*EXCERPTED PASSAGE:*
‘Halloween Kills’ Movie Review: Michael Myers’ Middling Middle Chapter
The Halloween franchise never followed a strict continuity. Sequels H20 and Resurrection ignored parts 4-6. 2018’s Halloween ignored all of them except the original. Now, Halloween Kills is the sequel to that, but it does incorporate 1981’s Halloween II. With a third film, Halloween Ends, on the way, Kills already feels like a middle chapter, and unfortunately doesn’t do much to make itself feel like a complete Michael Myers horror story.
When does ‘Halloween Kills’ take place?
Considering the trailer began with the direct aftermath of 2018’s Halloween, you might be surprised how long it takes Halloween Kills to catch up to that point. It begins in 1978, establishing young officer Hawkins (Thomas Mann) and Lonnie (Tristian Eggerling). Then it introduces survivors of the original 1978 Halloween: Tommy Doyle (Anthony Michael Hall), Lindsey Wallace (Kyle Richards) and Marion Chambers (Nancy Stephens).
Only then does Halloween Kills pick up with Laurie Strode (Jamie Lee Curtis), her daughter Karen (Judy Greer) and granddaughter Allyson (Andi Matichak) driving away from the firetrap they set for Michael Myers (James Jude Courtney) at the end of the previous movie. When Michael escapes the fire, Tommy leads a mob to kill him while Laurie, Allyson and Karen suspect he’s coming to the hospital to finish the job.

*USING THE INFORMATION:*
1. Reproduce word for word the part of the Halloween Kills review that starts at "When does ‘Halloween" and ends after "finish the job.".
2. Answer these questions from the Halloween Kills review:
(a) Which 1981 film does Halloween Kills incorporate?
(b) Which actor plays young officer Hawkins?
(c) Who leads a mob to kill Michael after he escapes the fire?

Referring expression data
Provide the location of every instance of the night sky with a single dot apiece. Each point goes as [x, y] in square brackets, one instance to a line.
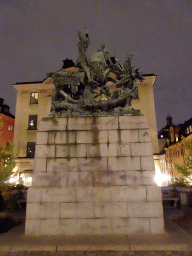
[37, 35]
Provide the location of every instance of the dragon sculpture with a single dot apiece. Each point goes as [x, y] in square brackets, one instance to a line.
[96, 86]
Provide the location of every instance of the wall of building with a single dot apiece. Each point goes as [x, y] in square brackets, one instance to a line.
[7, 129]
[175, 155]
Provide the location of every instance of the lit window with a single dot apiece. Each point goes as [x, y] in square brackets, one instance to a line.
[34, 98]
[32, 124]
[10, 127]
[30, 149]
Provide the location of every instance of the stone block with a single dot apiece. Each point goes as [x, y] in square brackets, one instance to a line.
[147, 163]
[40, 165]
[126, 136]
[148, 177]
[43, 151]
[144, 135]
[68, 227]
[72, 179]
[120, 225]
[61, 123]
[134, 125]
[154, 193]
[49, 210]
[141, 149]
[34, 195]
[64, 181]
[85, 179]
[59, 195]
[104, 178]
[128, 194]
[93, 150]
[120, 178]
[103, 136]
[51, 137]
[77, 210]
[134, 178]
[145, 209]
[110, 209]
[50, 226]
[114, 136]
[79, 150]
[108, 149]
[131, 226]
[85, 227]
[102, 194]
[32, 226]
[103, 226]
[46, 179]
[124, 163]
[61, 137]
[124, 150]
[157, 226]
[42, 138]
[85, 194]
[62, 165]
[62, 151]
[132, 119]
[92, 164]
[46, 125]
[71, 137]
[85, 136]
[32, 210]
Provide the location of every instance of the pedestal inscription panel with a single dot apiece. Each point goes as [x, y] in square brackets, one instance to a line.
[94, 176]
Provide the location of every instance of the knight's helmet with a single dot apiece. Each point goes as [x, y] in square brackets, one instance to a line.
[97, 62]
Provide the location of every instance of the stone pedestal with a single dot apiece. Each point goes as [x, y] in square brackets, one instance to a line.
[94, 176]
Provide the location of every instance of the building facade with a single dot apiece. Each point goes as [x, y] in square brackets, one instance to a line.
[7, 124]
[172, 149]
[34, 102]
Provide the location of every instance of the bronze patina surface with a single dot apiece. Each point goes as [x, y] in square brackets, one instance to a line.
[97, 86]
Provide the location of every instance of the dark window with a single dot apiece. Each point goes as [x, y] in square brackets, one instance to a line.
[30, 149]
[34, 98]
[32, 124]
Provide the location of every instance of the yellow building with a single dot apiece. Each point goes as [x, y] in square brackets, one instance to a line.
[34, 102]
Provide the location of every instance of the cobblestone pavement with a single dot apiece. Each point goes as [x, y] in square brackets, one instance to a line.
[98, 253]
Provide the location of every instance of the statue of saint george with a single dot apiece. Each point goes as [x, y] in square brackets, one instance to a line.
[96, 86]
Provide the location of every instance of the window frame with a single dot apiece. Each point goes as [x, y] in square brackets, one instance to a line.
[33, 100]
[30, 153]
[31, 118]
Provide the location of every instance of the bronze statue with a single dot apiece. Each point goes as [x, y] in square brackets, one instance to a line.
[99, 86]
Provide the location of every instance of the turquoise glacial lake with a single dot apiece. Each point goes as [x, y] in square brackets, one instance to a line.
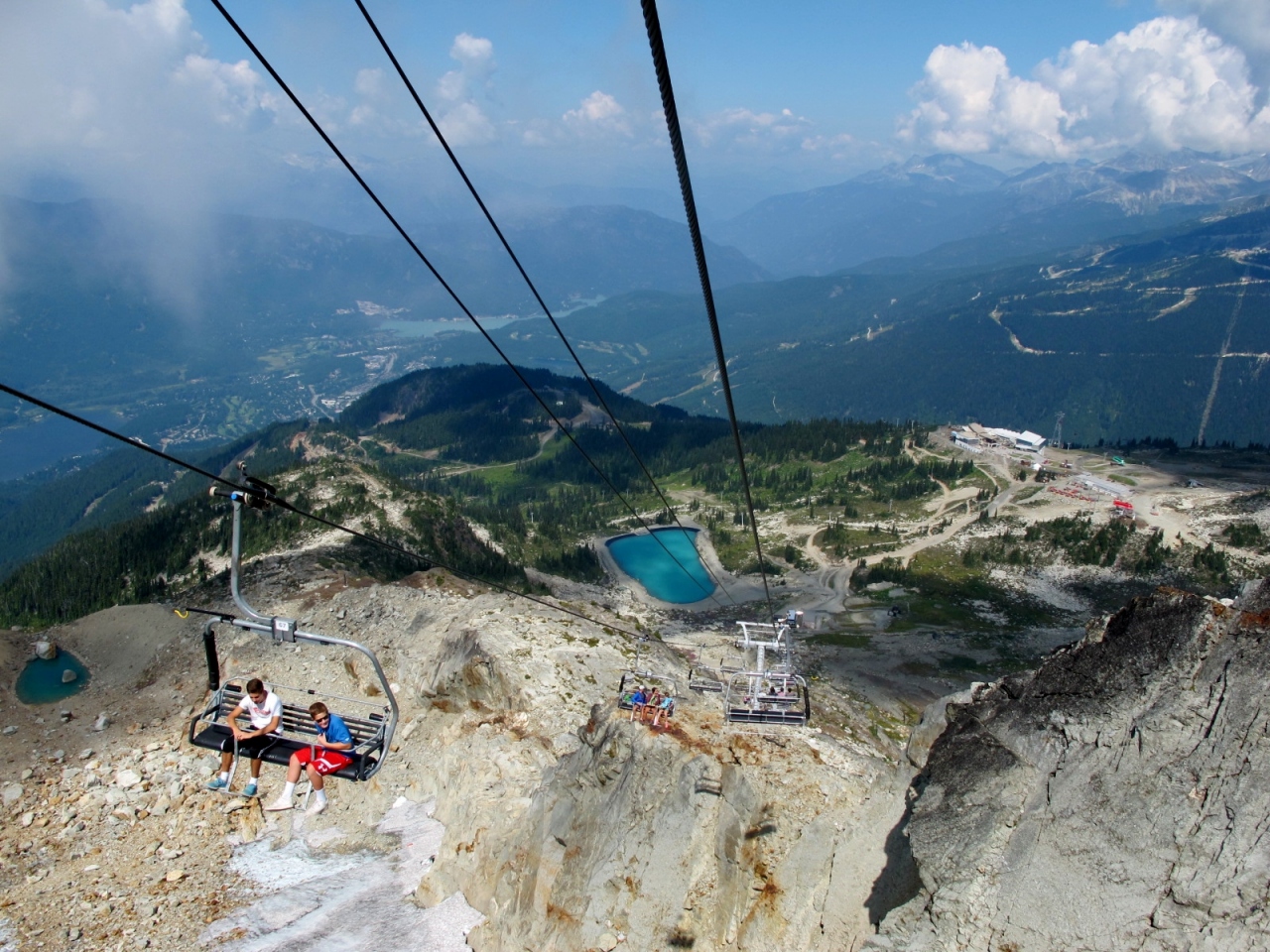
[643, 558]
[41, 682]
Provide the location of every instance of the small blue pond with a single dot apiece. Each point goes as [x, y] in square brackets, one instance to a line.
[41, 682]
[643, 558]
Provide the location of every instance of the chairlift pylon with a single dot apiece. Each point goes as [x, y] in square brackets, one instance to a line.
[372, 729]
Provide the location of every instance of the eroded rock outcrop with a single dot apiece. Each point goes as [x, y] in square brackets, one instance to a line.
[1115, 798]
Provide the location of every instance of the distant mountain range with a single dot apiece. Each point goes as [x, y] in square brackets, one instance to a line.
[254, 320]
[258, 320]
[982, 214]
[1124, 336]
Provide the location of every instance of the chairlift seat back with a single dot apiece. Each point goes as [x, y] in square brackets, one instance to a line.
[299, 731]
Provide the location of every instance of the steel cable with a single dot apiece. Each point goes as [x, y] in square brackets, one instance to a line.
[284, 504]
[444, 284]
[690, 207]
[516, 261]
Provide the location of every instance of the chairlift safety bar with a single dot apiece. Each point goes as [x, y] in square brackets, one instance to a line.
[281, 629]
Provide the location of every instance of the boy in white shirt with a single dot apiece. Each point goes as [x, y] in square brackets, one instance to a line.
[264, 711]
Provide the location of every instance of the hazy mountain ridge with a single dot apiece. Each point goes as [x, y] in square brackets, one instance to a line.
[913, 207]
[1109, 334]
[258, 320]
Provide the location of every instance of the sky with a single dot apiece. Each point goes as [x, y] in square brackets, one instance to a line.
[157, 105]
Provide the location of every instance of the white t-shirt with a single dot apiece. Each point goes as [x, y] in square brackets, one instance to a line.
[264, 712]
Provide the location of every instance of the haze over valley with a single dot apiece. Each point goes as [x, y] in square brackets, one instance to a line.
[869, 549]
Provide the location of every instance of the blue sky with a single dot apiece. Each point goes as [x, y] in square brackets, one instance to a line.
[158, 104]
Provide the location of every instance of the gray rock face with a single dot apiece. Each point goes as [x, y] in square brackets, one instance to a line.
[1115, 798]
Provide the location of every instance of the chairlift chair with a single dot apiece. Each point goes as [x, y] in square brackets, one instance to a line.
[372, 726]
[767, 697]
[642, 678]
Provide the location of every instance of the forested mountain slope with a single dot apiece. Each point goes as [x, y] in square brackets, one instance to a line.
[214, 333]
[1124, 336]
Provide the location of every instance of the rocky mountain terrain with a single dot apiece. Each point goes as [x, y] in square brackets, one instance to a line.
[1114, 798]
[556, 821]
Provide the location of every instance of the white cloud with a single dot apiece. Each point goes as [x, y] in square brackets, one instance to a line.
[370, 82]
[465, 122]
[1242, 23]
[751, 128]
[466, 126]
[598, 114]
[475, 56]
[126, 105]
[1166, 84]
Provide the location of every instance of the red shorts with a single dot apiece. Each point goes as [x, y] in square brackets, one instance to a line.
[322, 761]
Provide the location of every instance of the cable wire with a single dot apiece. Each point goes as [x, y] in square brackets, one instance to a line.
[690, 207]
[444, 284]
[284, 504]
[516, 261]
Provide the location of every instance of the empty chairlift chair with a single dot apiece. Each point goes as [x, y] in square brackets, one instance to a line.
[767, 697]
[370, 722]
[766, 694]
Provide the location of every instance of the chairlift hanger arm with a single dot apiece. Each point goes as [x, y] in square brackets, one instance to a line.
[277, 627]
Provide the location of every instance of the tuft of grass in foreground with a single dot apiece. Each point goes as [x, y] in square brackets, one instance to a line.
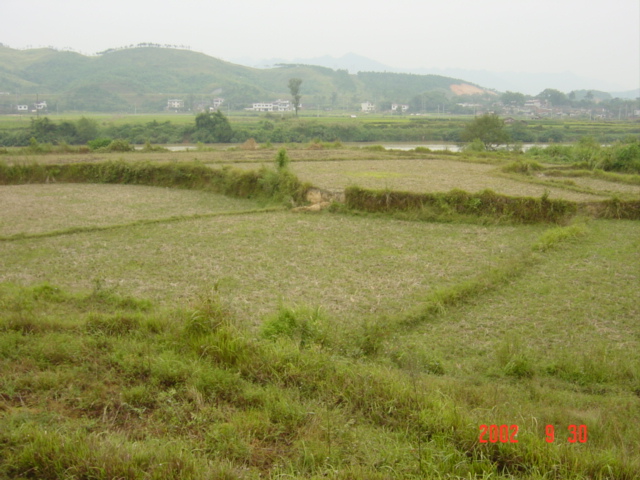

*ANSWERS FOR THE EXERCISE:*
1.
When does ‘Halloween Kills’ take place?
Considering the trailer began with the direct aftermath of 2018’s Halloween, you might be surprised how long it takes Halloween Kills to catch up to that point. It begins in 1978, establishing young officer Hawkins (Thomas Mann) and Lonnie (Tristian Eggerling). Then it introduces survivors of the original 1978 Halloween: Tommy Doyle (Anthony Michael Hall), Lindsey Wallace (Kyle Richards) and Marion Chambers (Nancy Stephens).
Only then does Halloween Kills pick up with Laurie Strode (Jamie Lee Curtis), her daughter Karen (Judy Greer) and granddaughter Allyson (Andi Matichak) driving away from the firetrap they set for Michael Myers (James Jude Courtney) at the end of the previous movie. When Michael escapes the fire, Tommy leads a mob to kill him while Laurie, Allyson and Karen suspect he’s coming to the hospital to finish the job.

2.
(a) Halloween II
(b) Thomas Mann
(c) Tommy Doyle